■ **Do this**: Copy the material word for word, starting at the line that contains "Trace the outline of every instance of the distant" and continuing through its final line.

[Input data start]

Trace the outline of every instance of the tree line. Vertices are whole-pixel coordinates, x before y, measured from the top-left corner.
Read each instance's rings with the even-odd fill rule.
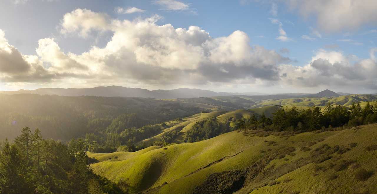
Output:
[[[122,193],[95,174],[83,142],[44,139],[40,130],[22,128],[14,143],[0,145],[0,193]]]
[[[272,114],[271,118],[266,118],[264,114],[243,118],[237,121],[236,128],[307,132],[375,123],[377,123],[377,102],[367,102],[363,109],[360,102],[352,103],[349,108],[330,103],[323,110],[318,106],[305,109],[281,108]]]

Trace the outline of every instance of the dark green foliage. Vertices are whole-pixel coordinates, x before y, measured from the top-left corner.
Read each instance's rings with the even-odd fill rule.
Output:
[[[328,103],[323,111],[318,107],[305,110],[293,107],[279,108],[272,114],[272,120],[263,115],[259,119],[255,115],[248,119],[243,118],[237,121],[234,128],[305,132],[377,123],[377,102],[371,105],[368,103],[363,110],[360,102],[353,103],[349,110],[345,106]]]
[[[244,186],[247,172],[245,170],[233,170],[212,174],[195,188],[193,193],[233,193]]]
[[[0,94],[0,140],[13,139],[26,126],[38,127],[43,136],[55,140],[68,141],[86,133],[106,139],[106,133],[119,133],[203,109],[195,106],[141,98]]]
[[[195,142],[213,137],[227,131],[222,131],[220,124],[215,117],[195,123],[191,129],[186,132],[185,142]]]
[[[169,131],[164,133],[161,138],[158,141],[153,143],[154,146],[166,146],[173,143],[173,141],[181,134],[180,130],[182,128],[179,128],[173,131]]]
[[[346,169],[348,167],[348,166],[350,164],[354,163],[355,161],[352,160],[343,160],[342,161],[338,161],[338,162],[333,167],[334,170],[336,172]]]
[[[67,146],[43,139],[38,129],[31,135],[28,127],[16,139],[13,144],[6,141],[0,150],[0,193],[87,193],[93,181],[98,183],[100,193],[122,192],[92,172],[88,165],[93,160],[81,139]],[[28,145],[28,151],[23,150]]]
[[[355,178],[357,180],[363,181],[368,180],[373,175],[373,171],[367,170],[364,168],[358,170],[355,174]]]
[[[368,151],[377,150],[377,145],[374,144],[366,147],[366,150]]]

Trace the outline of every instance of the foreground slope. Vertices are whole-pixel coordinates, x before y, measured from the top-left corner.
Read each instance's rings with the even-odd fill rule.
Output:
[[[234,131],[134,153],[89,155],[100,161],[92,165],[96,173],[125,184],[133,192],[205,192],[203,189],[224,185],[209,176],[218,173],[210,177],[221,177],[233,170],[243,178],[226,179],[225,185],[232,186],[225,193],[377,192],[377,151],[367,149],[376,143],[377,124],[285,133]],[[362,169],[370,177],[360,180]]]

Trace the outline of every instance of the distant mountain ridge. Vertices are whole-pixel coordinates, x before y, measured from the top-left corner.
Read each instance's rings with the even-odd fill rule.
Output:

[Input data end]

■ **Response below**:
Trace the outline of every instance of the distant mountain ridge. Vertices are whole-pixel coordinates, x before y, measured from the top-left corner.
Read each instance's rings with the even-odd fill rule.
Output:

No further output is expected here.